_EXERCISE REQUIREMENTS_
Update the listing below, replacing every "square brackets" with "parentheses" and leaving everything else as it is. Omit the pictures from your output.

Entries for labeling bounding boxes
⁂
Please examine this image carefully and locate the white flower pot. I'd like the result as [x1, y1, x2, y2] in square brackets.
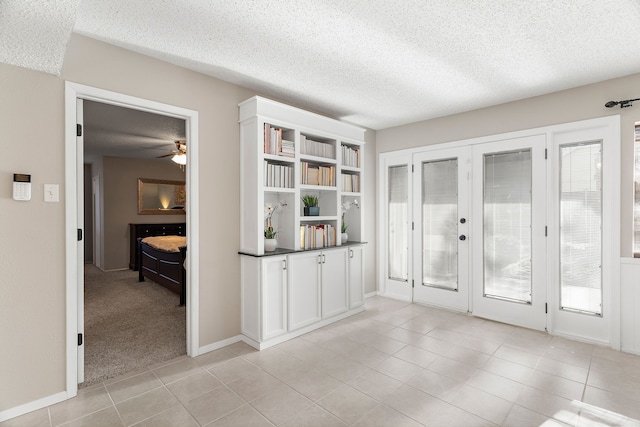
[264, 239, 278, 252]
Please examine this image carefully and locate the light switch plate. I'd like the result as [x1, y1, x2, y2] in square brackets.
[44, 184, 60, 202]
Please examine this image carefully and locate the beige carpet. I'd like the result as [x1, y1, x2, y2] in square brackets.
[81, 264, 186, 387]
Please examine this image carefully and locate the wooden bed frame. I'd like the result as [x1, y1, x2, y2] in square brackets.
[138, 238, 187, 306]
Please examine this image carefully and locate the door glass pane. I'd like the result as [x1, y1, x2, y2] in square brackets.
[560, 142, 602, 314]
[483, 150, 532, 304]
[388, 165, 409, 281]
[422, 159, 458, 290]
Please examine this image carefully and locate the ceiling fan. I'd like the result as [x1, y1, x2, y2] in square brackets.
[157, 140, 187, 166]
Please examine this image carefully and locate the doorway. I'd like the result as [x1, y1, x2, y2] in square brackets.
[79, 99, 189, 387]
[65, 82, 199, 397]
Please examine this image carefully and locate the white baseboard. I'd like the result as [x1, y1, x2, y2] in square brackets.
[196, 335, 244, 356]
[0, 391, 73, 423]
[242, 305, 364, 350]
⁂
_FINISHED ANSWER_
Please examine this image carefully and locate the white flower pot. I'd like the result as [x1, y1, x2, y2] in parentheses.
[264, 239, 278, 252]
Please examine this image carefully and locate the light switch plate. I'd like the result as [x1, y1, x2, y2] in parentheses.
[44, 184, 60, 202]
Please examine this image carefully and locate the beige carpet. I'd like the result as [x1, y1, x2, y2] in parentheses.
[81, 264, 186, 387]
Please examine this image carefully and locate the wooden bed frame. I'd like the result as [x1, y1, x2, y2] in parentheses.
[138, 238, 187, 306]
Please examine this image carefully and locate the door glass pane. I'd like the result as [x1, y1, x2, y2] in parentheses.
[560, 142, 602, 314]
[483, 150, 532, 304]
[388, 165, 409, 281]
[422, 159, 458, 290]
Please examine this image carefully and locate the ceiling fan. I'd like the result as [x1, y1, x2, y2] in parentheses.
[157, 140, 187, 166]
Please examine this image carefully and locate the doorway. I'd like the result as [x1, y1, x2, y2] in parentheses.
[79, 99, 189, 387]
[65, 82, 199, 397]
Please examine this image carefully and locate the white baseboard. I'd like the result as [x1, y1, x2, y2] in parentheses.
[196, 335, 244, 356]
[0, 391, 73, 423]
[242, 305, 364, 350]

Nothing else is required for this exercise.